31. Melissa Stevens, Chief Digital Officer, Fifth Third Bank
Melissa Stevens developed the features that led Citi to be the first large bank with an Apple Watch app. This was achieved by building functionality outside the paywall, primarily balance-checking and alerts. For a brief, shining moment, Citi’s watch app made it the coolest bank around. Stevens now moves to Cincinnati-based Fifth Third, a Top 20 bank but not one known for taking the lead on innovation matters. That will change with Stevens leading its digital efforts. Expect Fifth Third to significantly up its mobile game and move aggressively into wearables and the internet of things in the coming year. Stevens has already helped her new employer’s bottom line. Back in May when the news broke, TheStreet drew an explicit connection between Stevens’ hiring and FIfth Third’s stock bump and ratings upgrade.
32. Robb Gaynor, Chief Product Officer, Malauzai
Wherever you go in mobile banking, you’ll nearly always find that Malauzai has been there first. The Austin, Texas-based company — the name is said to mean “little monkey” in Cantonese — has a host of firsts to its credit, and has helped the community banks and credit unions it supports keep up with the big banks in the fintech arms race. Chief Product Officer Robb Gaynor is a Digital Insight veteran who also headed up channels at Union Bank, and now dreams up mobile features in the heart of Texas. For years Gaynor has led Malauzai where few dare to go — paying bills with pictures, geolocation for offers, and mobile-optimized browser-based banking, now a major trend in an industry growing disenchanted with apps. Gaynor also produces an irregular newsletter called Monkey Insights that highlights things no one else does — the use of “little data,” a rundown of the least-used mobile apps, session lengths, and how much more iOS users transact than Android users. “The functional gaps between mobile and traditional online banking are disappearing,” Gaynor told Bank Innovation in 2015. He’s right — more and more you can hardly tell them apart, and that’s a good thing for consumers and an industry obsessed with maintaining channel parity.

EXERCISE: Write out, word for word, the stretch of the banking profiles that opens with "31. Melissa Stevens, Chief" and closes with "and ratings upgrade.".

RECORDS SHOWN:

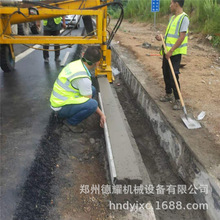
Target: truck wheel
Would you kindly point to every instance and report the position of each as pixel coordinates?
(7, 61)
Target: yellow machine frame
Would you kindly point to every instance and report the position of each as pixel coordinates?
(67, 7)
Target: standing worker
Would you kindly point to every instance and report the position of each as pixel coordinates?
(52, 27)
(176, 39)
(72, 95)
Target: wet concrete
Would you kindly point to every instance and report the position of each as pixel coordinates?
(156, 162)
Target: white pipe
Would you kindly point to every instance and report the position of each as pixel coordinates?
(108, 146)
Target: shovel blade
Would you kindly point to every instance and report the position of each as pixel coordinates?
(190, 122)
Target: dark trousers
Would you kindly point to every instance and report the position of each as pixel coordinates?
(167, 75)
(56, 46)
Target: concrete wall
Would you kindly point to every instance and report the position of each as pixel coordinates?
(183, 160)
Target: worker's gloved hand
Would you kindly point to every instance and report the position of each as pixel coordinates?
(158, 37)
(64, 25)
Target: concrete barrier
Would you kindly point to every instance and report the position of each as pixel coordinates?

CORRECT RESPONSE:
31. Melissa Stevens, Chief Digital Officer, Fifth Third Bank
Melissa Stevens developed the features that led Citi to be the first large bank with an Apple Watch app. This was achieved by building functionality outside the paywall, primarily balance-checking and alerts. For a brief, shining moment, Citi’s watch app made it the coolest bank around. Stevens now moves to Cincinnati-based Fifth Third, a Top 20 bank but not one known for taking the lead on innovation matters. That will change with Stevens leading its digital efforts. Expect Fifth Third to significantly up its mobile game and move aggressively into wearables and the internet of things in the coming year. Stevens has already helped her new employer’s bottom line. Back in May when the news broke, TheStreet drew an explicit connection between Stevens’ hiring and FIfth Third’s stock bump and ratings upgrade.